◆ Source records
§

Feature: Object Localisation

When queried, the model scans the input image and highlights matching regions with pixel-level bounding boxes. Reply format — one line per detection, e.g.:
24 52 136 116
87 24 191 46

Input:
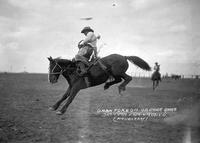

§

◆ Work instructions
Rewrite the lines of every entry, replacing "bounding boxes" with "rectangles" and leaving everything else unchanged. Leave out the pictures.

◆ The reply
Feature: Object Localisation

When queried, the model scans the input image and highlights matching regions with pixel-level rectangles. Reply format — one line per detection, e.g.:
24 52 136 116
87 24 191 46

Input:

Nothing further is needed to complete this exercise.